Point placement records:
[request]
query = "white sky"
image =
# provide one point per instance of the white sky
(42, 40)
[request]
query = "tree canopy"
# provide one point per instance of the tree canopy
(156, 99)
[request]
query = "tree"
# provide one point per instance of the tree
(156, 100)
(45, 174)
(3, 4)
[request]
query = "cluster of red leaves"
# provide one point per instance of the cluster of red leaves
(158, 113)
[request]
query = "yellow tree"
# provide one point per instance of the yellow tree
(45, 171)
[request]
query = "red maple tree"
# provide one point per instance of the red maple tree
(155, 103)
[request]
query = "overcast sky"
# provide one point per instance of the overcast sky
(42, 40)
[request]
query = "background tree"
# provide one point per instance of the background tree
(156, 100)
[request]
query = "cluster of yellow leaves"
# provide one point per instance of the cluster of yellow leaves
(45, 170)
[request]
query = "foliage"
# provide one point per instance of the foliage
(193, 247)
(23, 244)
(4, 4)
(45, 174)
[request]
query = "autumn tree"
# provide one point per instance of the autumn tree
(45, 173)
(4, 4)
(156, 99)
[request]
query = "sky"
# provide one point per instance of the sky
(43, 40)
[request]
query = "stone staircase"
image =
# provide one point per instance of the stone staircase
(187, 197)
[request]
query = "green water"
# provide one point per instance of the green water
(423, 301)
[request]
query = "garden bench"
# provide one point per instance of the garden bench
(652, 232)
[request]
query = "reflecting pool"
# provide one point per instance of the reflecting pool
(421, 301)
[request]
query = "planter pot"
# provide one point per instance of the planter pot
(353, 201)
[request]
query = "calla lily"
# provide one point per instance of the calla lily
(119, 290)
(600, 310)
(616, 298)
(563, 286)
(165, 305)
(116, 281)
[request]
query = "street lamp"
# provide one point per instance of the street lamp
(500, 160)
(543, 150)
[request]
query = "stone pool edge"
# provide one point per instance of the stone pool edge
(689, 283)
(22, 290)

→ To be done:
Copy out every line of the data above, exactly as given.

→ Correct response:
[request]
query = "white sky"
image =
# provide one point per instance of the white sky
(42, 40)
[request]
query = "tree canopy"
# provide one point per instance of the tree canopy
(156, 99)
[request]
query = "tree"
# provide one point per instance of the tree
(156, 100)
(45, 174)
(3, 4)
[request]
query = "cluster of red leaves"
# provide one point per instance of the cluster of red leaves
(158, 113)
[request]
query = "yellow tree"
# provide one point per instance of the yellow tree
(45, 171)
[request]
query = "red maple tree"
# provide one point per instance of the red maple tree
(155, 103)
[request]
query = "overcast sky"
# provide one point per instance of the overcast sky
(42, 40)
[request]
query = "background tree"
# provide one point per instance of the background tree
(156, 100)
[request]
query = "cluster of yellow leaves"
# provide one point per instance of the cluster of yellow leaves
(45, 170)
[request]
query = "foliage"
# provide one point per instance of the foliage
(193, 247)
(23, 244)
(4, 4)
(45, 174)
[request]
query = "autumn tree"
# provide one point per instance of the autumn tree
(45, 173)
(4, 4)
(156, 99)
[request]
query = "sky"
# provide one point per instance of the sky
(43, 40)
[request]
query = "stone staircase"
image =
# provide one point per instance of the stone staircase
(187, 197)
[request]
query = "green water"
# provide one point per instance of the green water
(423, 301)
[request]
query = "garden bench"
# provide one point per instance of the garden bench
(652, 232)
[request]
query = "reflecting pool"
# provide one point per instance of the reflecting pool
(421, 301)
[request]
query = "planter pot"
# provide one point per instance of the planter pot
(353, 201)
[request]
query = "calla lily"
# provide one point per instance of the calla lily
(119, 290)
(600, 310)
(616, 298)
(563, 286)
(165, 305)
(116, 281)
[request]
query = "street lamp"
# provide one point per instance of the street lamp
(500, 160)
(543, 150)
[request]
query = "stone pool edge"
# provide one point per instance of the stone pool edge
(689, 283)
(22, 290)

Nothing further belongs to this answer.